Task objective: Reproduce the records below word for word, starting at their first line and stopping after the line that contains "top-left (191, 188), bottom-right (209, 204)".

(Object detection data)

==========

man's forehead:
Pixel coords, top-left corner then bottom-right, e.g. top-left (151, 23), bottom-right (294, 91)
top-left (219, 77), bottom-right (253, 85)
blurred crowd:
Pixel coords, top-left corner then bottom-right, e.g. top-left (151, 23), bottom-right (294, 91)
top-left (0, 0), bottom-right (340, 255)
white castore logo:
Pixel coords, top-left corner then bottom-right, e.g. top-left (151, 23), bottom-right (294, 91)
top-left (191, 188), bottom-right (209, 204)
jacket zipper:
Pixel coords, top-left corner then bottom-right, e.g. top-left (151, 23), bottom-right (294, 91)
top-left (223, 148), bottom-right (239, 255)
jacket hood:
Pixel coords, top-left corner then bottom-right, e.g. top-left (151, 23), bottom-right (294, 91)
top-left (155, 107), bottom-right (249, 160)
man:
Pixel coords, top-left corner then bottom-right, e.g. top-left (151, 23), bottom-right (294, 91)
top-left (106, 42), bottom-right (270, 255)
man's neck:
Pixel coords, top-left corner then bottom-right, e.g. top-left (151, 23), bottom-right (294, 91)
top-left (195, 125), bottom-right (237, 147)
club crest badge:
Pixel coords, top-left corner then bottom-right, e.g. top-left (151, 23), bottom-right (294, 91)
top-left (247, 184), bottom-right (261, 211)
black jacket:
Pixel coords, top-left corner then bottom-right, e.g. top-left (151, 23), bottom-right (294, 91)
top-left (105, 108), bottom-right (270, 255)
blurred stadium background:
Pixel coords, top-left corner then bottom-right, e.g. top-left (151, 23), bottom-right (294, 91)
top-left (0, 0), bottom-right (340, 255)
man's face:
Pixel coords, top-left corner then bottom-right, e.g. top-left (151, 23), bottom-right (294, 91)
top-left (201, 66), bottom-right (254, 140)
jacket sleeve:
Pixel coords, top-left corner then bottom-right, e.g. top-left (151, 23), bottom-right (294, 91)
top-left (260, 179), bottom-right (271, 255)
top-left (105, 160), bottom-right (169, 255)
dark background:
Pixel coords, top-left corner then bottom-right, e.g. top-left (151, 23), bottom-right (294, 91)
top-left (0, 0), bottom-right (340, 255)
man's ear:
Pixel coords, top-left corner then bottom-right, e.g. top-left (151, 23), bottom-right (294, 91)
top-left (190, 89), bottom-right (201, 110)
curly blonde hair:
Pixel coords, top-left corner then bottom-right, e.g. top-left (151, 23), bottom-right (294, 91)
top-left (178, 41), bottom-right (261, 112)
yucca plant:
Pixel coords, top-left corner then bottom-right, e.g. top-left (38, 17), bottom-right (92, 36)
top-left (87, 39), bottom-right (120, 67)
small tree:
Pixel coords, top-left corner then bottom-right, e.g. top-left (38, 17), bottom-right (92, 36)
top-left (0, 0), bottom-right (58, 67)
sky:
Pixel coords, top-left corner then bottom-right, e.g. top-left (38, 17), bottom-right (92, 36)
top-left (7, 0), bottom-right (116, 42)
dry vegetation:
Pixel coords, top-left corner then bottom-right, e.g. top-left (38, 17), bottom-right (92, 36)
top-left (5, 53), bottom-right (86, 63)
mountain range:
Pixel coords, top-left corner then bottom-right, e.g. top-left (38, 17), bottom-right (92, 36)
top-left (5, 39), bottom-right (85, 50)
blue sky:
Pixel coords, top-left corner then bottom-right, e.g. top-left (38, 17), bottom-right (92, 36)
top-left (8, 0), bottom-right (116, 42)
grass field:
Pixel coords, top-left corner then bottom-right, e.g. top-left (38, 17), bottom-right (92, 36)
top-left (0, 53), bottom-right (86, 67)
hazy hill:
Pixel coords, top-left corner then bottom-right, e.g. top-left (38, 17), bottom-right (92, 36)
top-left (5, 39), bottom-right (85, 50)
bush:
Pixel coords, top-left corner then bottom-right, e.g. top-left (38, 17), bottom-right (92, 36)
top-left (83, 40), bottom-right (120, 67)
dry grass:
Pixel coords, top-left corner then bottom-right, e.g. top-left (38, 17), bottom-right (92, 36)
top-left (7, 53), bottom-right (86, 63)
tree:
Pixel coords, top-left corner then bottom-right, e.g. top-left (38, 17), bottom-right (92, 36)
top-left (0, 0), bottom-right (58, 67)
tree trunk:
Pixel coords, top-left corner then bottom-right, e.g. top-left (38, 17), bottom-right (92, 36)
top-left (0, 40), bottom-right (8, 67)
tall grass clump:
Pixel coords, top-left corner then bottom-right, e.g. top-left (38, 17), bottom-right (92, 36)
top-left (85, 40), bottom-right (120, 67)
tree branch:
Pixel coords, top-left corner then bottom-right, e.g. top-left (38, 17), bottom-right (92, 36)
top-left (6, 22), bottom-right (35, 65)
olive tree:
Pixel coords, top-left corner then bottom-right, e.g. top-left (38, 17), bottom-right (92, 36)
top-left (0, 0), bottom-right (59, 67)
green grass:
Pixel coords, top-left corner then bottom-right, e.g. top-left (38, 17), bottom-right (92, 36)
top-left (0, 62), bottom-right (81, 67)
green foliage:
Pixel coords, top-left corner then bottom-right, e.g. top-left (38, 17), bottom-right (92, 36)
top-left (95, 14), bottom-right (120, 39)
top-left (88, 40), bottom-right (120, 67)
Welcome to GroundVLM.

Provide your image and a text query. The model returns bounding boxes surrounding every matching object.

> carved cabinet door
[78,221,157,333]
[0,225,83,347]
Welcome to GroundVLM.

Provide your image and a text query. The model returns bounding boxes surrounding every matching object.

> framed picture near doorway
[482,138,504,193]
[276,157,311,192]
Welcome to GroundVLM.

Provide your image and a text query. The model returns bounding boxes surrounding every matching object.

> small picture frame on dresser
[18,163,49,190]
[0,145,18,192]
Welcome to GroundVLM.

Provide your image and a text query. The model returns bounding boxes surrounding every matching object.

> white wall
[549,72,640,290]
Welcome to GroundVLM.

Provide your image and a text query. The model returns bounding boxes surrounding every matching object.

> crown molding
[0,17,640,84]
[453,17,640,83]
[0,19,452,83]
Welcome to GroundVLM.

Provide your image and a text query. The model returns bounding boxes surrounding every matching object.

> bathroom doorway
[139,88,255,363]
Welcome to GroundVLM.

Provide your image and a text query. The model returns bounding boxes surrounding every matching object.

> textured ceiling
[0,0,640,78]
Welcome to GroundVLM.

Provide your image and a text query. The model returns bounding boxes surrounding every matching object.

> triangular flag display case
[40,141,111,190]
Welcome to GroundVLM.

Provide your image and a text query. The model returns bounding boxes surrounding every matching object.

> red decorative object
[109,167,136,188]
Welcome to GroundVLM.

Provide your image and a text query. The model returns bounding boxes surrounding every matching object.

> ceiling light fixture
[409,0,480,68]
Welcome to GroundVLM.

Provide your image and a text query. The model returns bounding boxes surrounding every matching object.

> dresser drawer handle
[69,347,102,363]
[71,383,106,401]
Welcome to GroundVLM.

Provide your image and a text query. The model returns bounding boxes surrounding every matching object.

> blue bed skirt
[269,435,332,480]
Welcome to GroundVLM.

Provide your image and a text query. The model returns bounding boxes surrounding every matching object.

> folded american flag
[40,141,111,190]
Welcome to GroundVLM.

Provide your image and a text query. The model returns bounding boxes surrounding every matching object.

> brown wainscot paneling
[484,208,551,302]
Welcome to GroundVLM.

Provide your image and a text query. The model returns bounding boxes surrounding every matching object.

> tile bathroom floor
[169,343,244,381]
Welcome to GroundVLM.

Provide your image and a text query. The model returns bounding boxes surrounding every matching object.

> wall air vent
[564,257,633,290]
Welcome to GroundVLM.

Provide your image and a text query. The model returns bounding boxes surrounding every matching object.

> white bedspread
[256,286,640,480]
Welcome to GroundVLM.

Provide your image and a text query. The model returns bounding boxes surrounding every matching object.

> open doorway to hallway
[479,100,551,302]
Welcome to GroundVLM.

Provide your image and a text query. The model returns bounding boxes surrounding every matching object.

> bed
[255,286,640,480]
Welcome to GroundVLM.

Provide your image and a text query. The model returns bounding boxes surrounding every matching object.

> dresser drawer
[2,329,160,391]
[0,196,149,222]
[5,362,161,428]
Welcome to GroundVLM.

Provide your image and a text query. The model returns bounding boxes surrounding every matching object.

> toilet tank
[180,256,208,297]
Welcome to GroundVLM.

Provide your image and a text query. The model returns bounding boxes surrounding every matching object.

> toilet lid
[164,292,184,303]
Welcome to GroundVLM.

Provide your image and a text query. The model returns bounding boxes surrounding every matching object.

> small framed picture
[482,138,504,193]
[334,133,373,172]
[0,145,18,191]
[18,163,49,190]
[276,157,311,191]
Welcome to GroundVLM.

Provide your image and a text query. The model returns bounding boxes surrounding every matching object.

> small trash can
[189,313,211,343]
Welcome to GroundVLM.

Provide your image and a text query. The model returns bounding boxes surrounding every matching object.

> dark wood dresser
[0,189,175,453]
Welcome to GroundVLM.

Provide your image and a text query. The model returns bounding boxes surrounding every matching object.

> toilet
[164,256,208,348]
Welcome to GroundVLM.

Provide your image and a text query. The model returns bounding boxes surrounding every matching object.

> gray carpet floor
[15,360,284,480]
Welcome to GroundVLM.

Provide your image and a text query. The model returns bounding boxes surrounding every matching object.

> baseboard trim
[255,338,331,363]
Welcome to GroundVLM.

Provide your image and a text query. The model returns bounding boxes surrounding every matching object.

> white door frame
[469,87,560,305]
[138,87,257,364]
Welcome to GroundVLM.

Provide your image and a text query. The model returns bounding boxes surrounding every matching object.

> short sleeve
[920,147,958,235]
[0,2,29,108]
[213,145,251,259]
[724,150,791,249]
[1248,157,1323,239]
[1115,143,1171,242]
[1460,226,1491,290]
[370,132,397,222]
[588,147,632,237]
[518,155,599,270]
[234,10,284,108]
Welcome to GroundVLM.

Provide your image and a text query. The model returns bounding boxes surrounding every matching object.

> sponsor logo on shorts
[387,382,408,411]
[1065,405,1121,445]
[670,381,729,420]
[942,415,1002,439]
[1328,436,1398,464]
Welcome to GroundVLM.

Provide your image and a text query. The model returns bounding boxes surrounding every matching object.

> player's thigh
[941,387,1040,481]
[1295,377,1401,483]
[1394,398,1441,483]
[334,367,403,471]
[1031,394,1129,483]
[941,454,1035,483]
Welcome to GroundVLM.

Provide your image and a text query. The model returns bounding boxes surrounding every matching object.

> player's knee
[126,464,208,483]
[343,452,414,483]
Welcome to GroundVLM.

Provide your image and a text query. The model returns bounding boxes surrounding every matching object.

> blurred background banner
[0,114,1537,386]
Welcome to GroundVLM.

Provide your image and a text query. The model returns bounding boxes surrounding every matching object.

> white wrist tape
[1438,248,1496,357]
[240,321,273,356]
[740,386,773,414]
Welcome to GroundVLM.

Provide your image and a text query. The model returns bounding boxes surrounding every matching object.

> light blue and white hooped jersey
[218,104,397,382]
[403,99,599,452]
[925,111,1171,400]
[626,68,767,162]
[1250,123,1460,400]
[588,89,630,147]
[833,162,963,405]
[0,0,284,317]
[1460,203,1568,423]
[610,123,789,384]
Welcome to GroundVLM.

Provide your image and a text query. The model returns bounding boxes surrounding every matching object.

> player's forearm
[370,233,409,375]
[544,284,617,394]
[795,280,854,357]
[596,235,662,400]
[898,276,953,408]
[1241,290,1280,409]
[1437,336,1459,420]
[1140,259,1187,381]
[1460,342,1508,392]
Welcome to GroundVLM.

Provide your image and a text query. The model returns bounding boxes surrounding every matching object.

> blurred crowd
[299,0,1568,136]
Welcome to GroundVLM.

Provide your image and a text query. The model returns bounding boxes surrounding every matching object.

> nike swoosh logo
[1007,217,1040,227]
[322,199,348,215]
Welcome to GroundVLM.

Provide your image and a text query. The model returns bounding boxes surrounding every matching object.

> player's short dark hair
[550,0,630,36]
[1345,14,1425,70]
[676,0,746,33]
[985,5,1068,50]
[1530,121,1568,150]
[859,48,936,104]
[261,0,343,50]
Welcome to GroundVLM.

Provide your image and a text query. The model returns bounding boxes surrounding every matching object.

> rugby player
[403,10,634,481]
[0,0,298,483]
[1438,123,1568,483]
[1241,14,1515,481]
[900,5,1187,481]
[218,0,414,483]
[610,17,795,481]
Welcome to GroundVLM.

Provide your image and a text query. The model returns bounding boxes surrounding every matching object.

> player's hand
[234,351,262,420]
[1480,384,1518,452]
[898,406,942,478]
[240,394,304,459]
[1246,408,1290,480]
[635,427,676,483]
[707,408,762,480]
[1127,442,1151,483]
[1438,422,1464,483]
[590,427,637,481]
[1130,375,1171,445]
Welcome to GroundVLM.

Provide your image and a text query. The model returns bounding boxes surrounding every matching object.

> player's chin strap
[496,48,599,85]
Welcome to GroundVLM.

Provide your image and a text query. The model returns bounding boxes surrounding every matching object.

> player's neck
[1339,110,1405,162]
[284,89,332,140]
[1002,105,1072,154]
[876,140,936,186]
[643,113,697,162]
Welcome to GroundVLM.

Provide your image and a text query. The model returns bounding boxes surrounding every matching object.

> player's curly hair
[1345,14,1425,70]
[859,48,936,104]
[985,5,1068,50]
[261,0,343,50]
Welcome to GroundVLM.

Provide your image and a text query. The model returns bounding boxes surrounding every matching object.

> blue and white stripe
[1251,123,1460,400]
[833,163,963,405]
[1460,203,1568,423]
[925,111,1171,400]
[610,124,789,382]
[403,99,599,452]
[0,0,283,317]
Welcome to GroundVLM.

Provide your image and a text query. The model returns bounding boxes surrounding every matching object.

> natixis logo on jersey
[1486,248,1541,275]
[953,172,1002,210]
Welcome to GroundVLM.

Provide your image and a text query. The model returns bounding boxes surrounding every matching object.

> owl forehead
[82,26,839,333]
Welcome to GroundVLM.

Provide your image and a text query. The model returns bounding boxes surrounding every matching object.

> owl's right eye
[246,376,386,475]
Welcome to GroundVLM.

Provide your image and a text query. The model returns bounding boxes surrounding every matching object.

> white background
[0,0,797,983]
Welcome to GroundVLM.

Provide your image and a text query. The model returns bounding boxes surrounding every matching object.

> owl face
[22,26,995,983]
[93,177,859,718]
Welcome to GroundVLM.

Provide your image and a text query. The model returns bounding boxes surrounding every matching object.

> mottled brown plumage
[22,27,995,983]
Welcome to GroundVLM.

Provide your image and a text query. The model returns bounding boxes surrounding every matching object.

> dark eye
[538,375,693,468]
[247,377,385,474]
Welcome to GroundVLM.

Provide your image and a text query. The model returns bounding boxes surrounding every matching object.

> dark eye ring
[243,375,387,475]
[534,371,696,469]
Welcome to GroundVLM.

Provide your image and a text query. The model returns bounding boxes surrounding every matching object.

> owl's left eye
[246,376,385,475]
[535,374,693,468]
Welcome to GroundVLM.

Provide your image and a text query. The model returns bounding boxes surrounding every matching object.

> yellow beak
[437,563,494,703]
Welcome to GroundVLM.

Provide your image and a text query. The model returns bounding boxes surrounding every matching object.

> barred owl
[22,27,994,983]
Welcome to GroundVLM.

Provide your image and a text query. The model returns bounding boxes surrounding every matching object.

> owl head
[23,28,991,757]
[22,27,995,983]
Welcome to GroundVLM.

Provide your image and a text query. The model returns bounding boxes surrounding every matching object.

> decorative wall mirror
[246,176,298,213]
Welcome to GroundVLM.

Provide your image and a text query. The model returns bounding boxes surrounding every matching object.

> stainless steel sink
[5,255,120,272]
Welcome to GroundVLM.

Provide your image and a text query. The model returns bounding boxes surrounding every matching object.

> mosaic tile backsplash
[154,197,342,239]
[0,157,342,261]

==========

Written solution:
man's forehead:
Pixel coords, top-left corner then bottom-right, e.g. top-left (151, 23), bottom-right (294, 91)
top-left (219, 77), bottom-right (253, 85)
blurred crowd:
Pixel coords, top-left corner then bottom-right, e.g. top-left (151, 23), bottom-right (294, 91)
top-left (0, 0), bottom-right (340, 255)
white castore logo:
Pixel coords, top-left corner then bottom-right, e.g. top-left (151, 23), bottom-right (294, 91)
top-left (191, 188), bottom-right (209, 204)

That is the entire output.